### Selected passage

** start **

The second respondent contended that taken in aggregate, those factors supported a costs order against the wife, such costs to be assessed on an indemnity basis.
The second respondent also relied on s 117(2A)(e), that is to say, he argued that the wife had been wholly unsuccessful. He submitted –
(a)the arbitrator dismissed the relief sought by the wife in her initiating application filed 13 April 2017, her points of claim, her amended points of claim and the minute handed up on the last day of the arbitration;
(b)the arbitrator did not find as the wife contended that the husband had an interest in any property owned by the second respondent; and
(c)the wife was wholly unsuccessful in the review application.
The wife’s opposition to the husband’s costs application and the second respondent’s costs Application
Written submissions were prepared on behalf of the wife by her counsel and dated 14 September 2022. In those submissions her counsel chose to address the subsections of s 117(2A) rather than joining issue with the points addressed by the husband and by the second respondent. Further, the wife’s counsel invoked various subsections of s 117(2A) in support of her own application for indemnity costs. Having regard to the fact the wife did not join issue with the propositions advanced by the husband and by the second respondent in respect of their own costs applications, it serves no purpose to attempt to put whatever case she may have had at her disposal to meet those respondent’s costs applications.
The wife’s own costs applications
Paragraphs 1 to 4 of the wife’s application in an arbitration dated 14 September 2022 was in the following terms –
1.That the Respondent Wife to this Application (the Applicant in the substantive proceedings) pay the Second Respondent's costs of and incidental to the proceedings commenced on a party/party basis.
2.In the alternative, that the Respondent Wife to this Application (the Applicant in the substantive proceedings) pay the Second Respondent's costs of and incidental to the proceedings on 13 April 2017 on an indemnity basis.

** end **

### To be done
Could you pick up the passage on the costs applications in the arbitration dispute and continue it from where it stops?

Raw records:
** start **

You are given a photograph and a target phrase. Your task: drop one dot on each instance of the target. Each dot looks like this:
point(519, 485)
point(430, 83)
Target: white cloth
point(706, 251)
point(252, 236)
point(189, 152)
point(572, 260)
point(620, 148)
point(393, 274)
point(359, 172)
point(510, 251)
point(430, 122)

** end **

### Answer to the problem
3.That the Respondent Wife pay the Second Respondent's costs of and incidental to the Application for Review filed on 3 June 2022 on a party/party basis or, alternatively, on an indemnity basis.
4.That the Respondent Wife pay the Applicant's costs of and incidental to this Application.
The wife’s solicitor, James Jordan, made an affidavit in support of the wife’s costs applications. In that affidavit, Mr Jordan deposed to the following –
(a)the fees of Mr Y totalled $190,135;
(b)junior counsel’s fees were $89,567.50;
(c)the wife’s solicitor’s fees were $272,702.17;
(d)disbursements totalled $55,441.47;
(e)the total of those sums was $697,846.14; and
(f)those costs and disbursements did not include the costs of the review.[18]
[18] Paviello & Paviello [2022] FedCFamC1F 592.
The wife’s counsel focused on the husband’s conduct, especially in relation to his non-disclosure, as supporting an order in her favour against him in relation to costs. The wife’s counsel also focused on s 117(2A)(e) of the Family Law Act and whether the husband or her had been wholly unsuccessful.[19]
[19] She called in aid authorities such as Anison & Anison [2019] FamCAFC 108, Bant v Clayton (Costs) (2016) 56 Fam LR 31 and In the Marriage of Higginbotham & Robinson (1991) 14 Fam LR 559.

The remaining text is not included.